• _Requirement_
Retype everything in the listing, leaving each line exactly as it is.

• _Supplied material_
= = = = =

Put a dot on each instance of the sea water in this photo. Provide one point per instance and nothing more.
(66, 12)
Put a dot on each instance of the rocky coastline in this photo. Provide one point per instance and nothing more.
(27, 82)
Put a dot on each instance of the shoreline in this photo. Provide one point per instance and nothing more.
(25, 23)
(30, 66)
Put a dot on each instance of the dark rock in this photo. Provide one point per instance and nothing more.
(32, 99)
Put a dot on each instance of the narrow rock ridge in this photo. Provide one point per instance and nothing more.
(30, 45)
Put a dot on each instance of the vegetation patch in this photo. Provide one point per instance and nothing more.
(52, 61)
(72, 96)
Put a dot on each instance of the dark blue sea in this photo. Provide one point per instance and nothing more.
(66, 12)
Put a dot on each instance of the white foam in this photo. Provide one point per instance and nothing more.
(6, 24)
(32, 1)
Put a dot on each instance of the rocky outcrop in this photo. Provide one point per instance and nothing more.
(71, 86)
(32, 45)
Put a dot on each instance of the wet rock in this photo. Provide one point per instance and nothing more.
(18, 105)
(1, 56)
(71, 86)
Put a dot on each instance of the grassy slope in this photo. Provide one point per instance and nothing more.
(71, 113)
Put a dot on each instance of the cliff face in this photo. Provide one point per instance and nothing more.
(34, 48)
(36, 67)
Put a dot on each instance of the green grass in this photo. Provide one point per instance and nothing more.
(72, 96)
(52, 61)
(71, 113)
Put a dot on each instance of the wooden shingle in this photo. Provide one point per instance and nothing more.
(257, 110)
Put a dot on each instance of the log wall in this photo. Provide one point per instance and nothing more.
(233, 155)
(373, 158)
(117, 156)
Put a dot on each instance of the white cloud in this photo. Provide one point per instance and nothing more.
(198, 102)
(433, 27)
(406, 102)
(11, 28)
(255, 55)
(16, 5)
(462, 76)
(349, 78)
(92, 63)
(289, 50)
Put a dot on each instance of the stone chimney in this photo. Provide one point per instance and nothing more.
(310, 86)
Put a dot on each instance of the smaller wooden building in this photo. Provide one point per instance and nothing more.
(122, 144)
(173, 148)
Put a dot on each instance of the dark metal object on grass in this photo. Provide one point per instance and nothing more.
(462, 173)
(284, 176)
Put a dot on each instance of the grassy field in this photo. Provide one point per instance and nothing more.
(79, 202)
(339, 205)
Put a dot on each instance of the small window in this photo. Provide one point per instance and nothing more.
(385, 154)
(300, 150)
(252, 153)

= = = = =

• _Output for this task_
Put a dot on each instance of the sea water in this photo. Provide one point per instance and nothing more.
(66, 12)
Put a dot on each instance of the rocky coastline in this photo. Provide one point per instance and nothing more.
(27, 82)
Put a dot on each instance of the shoreline in this photo. Provide one point per instance and nothing more.
(25, 23)
(30, 66)
Put a dot on each instance of the dark rock in this photo. Provide one point per instance and nothing more.
(32, 99)
Put a dot on each instance of the narrow rock ridge in this photo. Provide one point per instance and nothing more.
(30, 45)
Put a dot on each instance of the vegetation patch in this photo. Provide one point per instance and nothing more.
(52, 61)
(72, 96)
Put a dot on each instance of the dark blue sea in this photo. Provide one point per instance and nothing more.
(66, 12)
Put a dot on each instance of the white foam in this photo. Provide one point per instance and nothing more.
(6, 24)
(32, 1)
Put a dot on each instance of the rocky outcrop in this photo. Provide one point per instance and nothing more.
(71, 86)
(32, 45)
Put a dot on each instance of the wet rock in this photo. Provide one point per instance and nothing more.
(18, 105)
(1, 56)
(71, 86)
Put a dot on each instance of the grassy slope in this photo. Provide one point per instance and nothing more.
(71, 113)
Put a dot on each instance of the cliff face in this photo. Provide one point per instance and nothing more.
(34, 48)
(36, 67)
Put a dot on each instance of the green grass in this photo. Provide one point per instance and nothing more.
(72, 96)
(52, 61)
(71, 113)
Put a dot on each instance of the wooden shingle in this photo. Provide one point per instance and nothing more.
(257, 110)
Put a dot on each instance of the log wall in this photo. Provide one point per instance and nothing more.
(233, 155)
(373, 158)
(117, 156)
Put a dot on each instance of the white cloud in this photo. Provide one point per instance and nothing more.
(198, 102)
(433, 27)
(406, 102)
(11, 28)
(255, 55)
(16, 5)
(462, 76)
(349, 78)
(92, 63)
(289, 50)
Put a dot on each instance of the stone chimney in this photo. Provide one point per instance and nothing more.
(310, 86)
Put a dot on each instance of the smaller wooden building in this photo. Provide one point per instance and nothing more.
(122, 144)
(173, 148)
Put a dot on each instance of the dark metal object on grass in this photo. Provide one point per instance and nothing more.
(462, 173)
(284, 176)
Put a dot on each instance of the grassy field in this photo. Provide one point per instance and nothing more.
(79, 202)
(339, 205)
Put a dot on each instance of the small window in this photo. Provide one point per instance and nothing more.
(385, 154)
(300, 150)
(252, 153)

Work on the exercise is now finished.